# Exercise brief:
Output the full listing word for word.

# Raw data:
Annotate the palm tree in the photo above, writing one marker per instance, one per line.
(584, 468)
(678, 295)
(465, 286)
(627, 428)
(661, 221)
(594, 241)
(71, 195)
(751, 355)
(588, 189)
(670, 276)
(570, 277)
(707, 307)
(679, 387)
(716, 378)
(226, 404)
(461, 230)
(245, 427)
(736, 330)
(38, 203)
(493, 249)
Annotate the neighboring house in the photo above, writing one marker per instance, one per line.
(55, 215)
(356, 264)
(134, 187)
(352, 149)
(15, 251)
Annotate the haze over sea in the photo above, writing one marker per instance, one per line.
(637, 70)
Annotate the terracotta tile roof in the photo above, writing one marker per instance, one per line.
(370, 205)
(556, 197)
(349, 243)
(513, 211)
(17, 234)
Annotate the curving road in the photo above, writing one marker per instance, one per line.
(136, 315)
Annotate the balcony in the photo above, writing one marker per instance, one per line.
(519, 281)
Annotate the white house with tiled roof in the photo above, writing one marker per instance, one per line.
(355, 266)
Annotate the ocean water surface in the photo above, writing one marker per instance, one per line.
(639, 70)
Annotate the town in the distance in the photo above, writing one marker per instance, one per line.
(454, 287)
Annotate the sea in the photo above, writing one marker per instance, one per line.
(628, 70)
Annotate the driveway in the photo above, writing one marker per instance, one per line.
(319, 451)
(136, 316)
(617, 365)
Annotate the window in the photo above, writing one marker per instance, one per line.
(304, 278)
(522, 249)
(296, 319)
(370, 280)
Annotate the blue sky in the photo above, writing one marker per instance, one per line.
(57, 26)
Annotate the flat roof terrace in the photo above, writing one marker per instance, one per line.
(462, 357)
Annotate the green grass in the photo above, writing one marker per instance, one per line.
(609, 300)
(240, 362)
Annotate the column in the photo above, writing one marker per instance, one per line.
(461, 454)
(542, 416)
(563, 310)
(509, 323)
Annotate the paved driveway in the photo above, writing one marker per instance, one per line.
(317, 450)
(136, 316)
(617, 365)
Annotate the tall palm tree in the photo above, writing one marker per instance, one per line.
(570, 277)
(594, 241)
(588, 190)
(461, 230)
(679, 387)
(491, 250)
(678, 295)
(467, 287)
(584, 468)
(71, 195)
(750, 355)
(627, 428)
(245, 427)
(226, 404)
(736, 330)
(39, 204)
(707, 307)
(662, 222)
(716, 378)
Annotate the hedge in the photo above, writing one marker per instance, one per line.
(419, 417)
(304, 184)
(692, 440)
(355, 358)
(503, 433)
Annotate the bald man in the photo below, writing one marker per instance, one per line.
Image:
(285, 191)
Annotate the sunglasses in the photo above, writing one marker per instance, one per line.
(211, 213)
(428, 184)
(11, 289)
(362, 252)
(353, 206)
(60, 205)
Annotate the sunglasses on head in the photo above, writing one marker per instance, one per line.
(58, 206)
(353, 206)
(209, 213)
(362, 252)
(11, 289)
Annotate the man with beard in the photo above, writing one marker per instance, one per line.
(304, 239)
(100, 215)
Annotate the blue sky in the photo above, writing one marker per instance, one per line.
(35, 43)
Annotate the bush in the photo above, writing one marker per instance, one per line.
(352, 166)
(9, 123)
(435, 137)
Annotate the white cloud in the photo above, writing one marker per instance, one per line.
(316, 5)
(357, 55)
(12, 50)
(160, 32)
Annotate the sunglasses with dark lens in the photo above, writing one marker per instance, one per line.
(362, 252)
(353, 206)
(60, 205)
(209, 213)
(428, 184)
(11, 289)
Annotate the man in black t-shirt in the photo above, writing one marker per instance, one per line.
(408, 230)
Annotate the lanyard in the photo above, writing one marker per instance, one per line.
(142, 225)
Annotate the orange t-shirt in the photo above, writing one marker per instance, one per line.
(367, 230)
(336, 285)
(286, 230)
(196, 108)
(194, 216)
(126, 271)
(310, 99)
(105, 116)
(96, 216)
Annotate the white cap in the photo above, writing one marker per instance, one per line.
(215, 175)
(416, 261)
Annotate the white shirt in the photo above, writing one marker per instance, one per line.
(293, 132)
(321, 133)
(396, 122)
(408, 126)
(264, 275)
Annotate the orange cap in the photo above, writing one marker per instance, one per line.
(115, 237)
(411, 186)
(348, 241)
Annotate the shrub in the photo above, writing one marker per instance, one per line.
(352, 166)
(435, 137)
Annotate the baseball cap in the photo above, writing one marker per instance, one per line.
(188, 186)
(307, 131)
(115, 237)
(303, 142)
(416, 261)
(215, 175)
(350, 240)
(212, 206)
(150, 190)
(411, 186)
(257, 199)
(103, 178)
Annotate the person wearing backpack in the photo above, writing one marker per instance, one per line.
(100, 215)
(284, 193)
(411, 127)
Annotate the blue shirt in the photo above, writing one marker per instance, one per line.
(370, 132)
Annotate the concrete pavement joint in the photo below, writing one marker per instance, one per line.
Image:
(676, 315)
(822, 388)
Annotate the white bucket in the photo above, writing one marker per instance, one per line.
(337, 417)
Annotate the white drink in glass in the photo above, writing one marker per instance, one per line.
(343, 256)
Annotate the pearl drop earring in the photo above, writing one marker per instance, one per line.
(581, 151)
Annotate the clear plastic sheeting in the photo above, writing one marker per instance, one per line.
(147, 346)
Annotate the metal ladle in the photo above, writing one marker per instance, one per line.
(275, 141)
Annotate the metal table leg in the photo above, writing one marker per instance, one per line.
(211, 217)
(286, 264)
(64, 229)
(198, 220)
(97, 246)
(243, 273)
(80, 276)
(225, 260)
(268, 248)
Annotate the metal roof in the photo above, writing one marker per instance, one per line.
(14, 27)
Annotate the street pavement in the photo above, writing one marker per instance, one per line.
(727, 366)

# Task result:
Annotate the palm tree in the photo above, writing one marker per instance, one per line.
(584, 468)
(678, 295)
(465, 286)
(627, 428)
(661, 221)
(594, 241)
(71, 195)
(751, 355)
(588, 189)
(670, 276)
(570, 277)
(707, 307)
(679, 387)
(716, 378)
(226, 404)
(461, 230)
(245, 427)
(736, 330)
(38, 203)
(493, 249)
Annotate the neighboring house in the photo above, writing one marker per instance, one per line.
(55, 215)
(356, 264)
(134, 187)
(352, 149)
(15, 251)
Annotate the haze over sea in the photo above, writing one marker per instance, one per line.
(637, 70)
Annotate the terracotta tile roof in the photo above, writing one marker per instance, one per line.
(370, 205)
(556, 197)
(349, 243)
(513, 211)
(17, 234)
Annotate the curving road in the photo above, writing one marker per instance, one per line.
(136, 315)
Annotate the balcony in the photo above, writing one marker per instance, one per line.
(519, 281)
Annotate the white house with tiled roof in the photo above, writing one marker per instance, one per line.
(355, 266)
Annotate the ocean water surface in the photo above, writing one marker per instance, one per line.
(639, 70)
Annotate the town in the distance in the photo above, writing one marker per instance, one per line.
(454, 287)
Annotate the sea in the photo above, writing one marker per instance, one per line.
(628, 70)
Annotate the driveway in the photo above, writing one marker per instance, one per line.
(319, 451)
(136, 316)
(617, 365)
Annotate the window in the photo above, writing one marker per instance, one per line.
(304, 278)
(522, 249)
(296, 319)
(370, 280)
Annotate the blue sky in the photo above, writing one marker per instance, one per line.
(57, 26)
Annotate the flat roof terrace in the photo above, writing one marker per instance, one per line.
(462, 357)
Annotate the green grass in the photo above, writing one marker per instance, one per line.
(609, 300)
(240, 362)
Annotate the column in the photo above, writing one marker per instance, one per line.
(461, 454)
(542, 416)
(563, 310)
(509, 323)
Annotate the paved driveway in the photo above, writing one marker per instance, one per line.
(317, 450)
(136, 316)
(617, 365)
Annotate the tall palm tree in the photo above, writing one marker per instance, one per line.
(570, 277)
(594, 241)
(588, 190)
(461, 230)
(679, 387)
(491, 250)
(678, 295)
(467, 287)
(584, 468)
(71, 195)
(750, 355)
(627, 428)
(245, 427)
(226, 404)
(736, 330)
(39, 204)
(707, 307)
(662, 222)
(716, 378)
Annotate the hedge in the photo above, writing one marker per instance, one per line.
(419, 417)
(304, 184)
(692, 440)
(355, 358)
(503, 433)
Annotate the bald man in the photo below, writing one marker per instance, one per line.
Image:
(285, 191)
Annotate the sunglasses in the photo above, writing one marker per instance, one per line.
(211, 213)
(428, 184)
(11, 289)
(362, 252)
(353, 206)
(60, 205)
Annotate the sunglasses on head in the photo above, writing one marker per instance, one per line.
(58, 206)
(353, 206)
(209, 213)
(362, 252)
(11, 289)
Annotate the man with beard in the photo above, writing one marker per instance, one per line.
(304, 239)
(100, 215)
Annotate the blue sky in the photo above, writing one marker per instance, one per line.
(35, 43)
Annotate the bush in the photo above, writing one marker per instance, one per line.
(352, 166)
(9, 123)
(435, 137)
Annotate the white cloud in the photo above, writing one marker per instance, one per line.
(316, 5)
(357, 55)
(12, 50)
(160, 32)
Annotate the sunglasses with dark lens in the photo above, writing one marker per instance, one per line.
(362, 252)
(353, 206)
(60, 205)
(209, 213)
(428, 184)
(11, 289)
Annotate the man in black t-shirt in the photo above, writing one marker per instance, one per line.
(408, 230)
Annotate the lanyard in the photo above, writing one marker per instance, one per line.
(142, 225)
Annotate the orange t-shirt in the photo above, writing one marker per instance, one per line.
(367, 230)
(336, 285)
(286, 230)
(196, 108)
(194, 216)
(126, 271)
(310, 99)
(105, 116)
(96, 216)
Annotate the white cap in the photo above, writing one marker per instance, one per line.
(215, 175)
(416, 261)
Annotate the white shirt in the photo above, writing one marker per instance, one per line.
(293, 132)
(321, 133)
(396, 122)
(408, 126)
(264, 275)
Annotate the orange cap in the photo above, writing one marker per instance, one per line.
(115, 237)
(411, 186)
(348, 241)
Annotate the shrub in the photo above, writing one marker per instance, one per line.
(352, 166)
(435, 137)
Annotate the baseball cap in the photo above, writing one marker per instance, one per line.
(188, 186)
(307, 131)
(115, 237)
(303, 142)
(416, 261)
(215, 175)
(350, 240)
(212, 206)
(150, 190)
(411, 186)
(257, 199)
(103, 178)
Annotate the person wearing backpack in the photo above, writing one marker per instance, one per line.
(100, 215)
(284, 193)
(411, 127)
Annotate the blue shirt in the photo above, writing one marker per instance, one per line.
(370, 132)
Annotate the concrete pavement joint in the photo below, writing one marker per instance, one per line.
Image:
(676, 315)
(822, 388)
Annotate the white bucket in the photo above, writing one marker per instance, one per line.
(337, 417)
Annotate the white drink in glass in the photo above, writing one marker per instance, one per line.
(343, 256)
Annotate the pearl drop earring in the photo above, writing one marker per instance, one per line.
(581, 151)
Annotate the clear plastic sheeting in the photo above, writing one marker per instance, one per line.
(147, 346)
Annotate the metal ladle in the photo above, writing one marker per instance, one per line.
(275, 141)
Annotate the metal table leg in the photo above, writing one marker per instance, one per line.
(211, 217)
(286, 264)
(64, 229)
(198, 220)
(97, 246)
(243, 273)
(80, 276)
(225, 260)
(268, 248)
Annotate the metal roof in the photo above, writing one marker per instance, one per line.
(14, 27)
Annotate the street pavement in the photo above, writing one marker per instance, one per line.
(727, 366)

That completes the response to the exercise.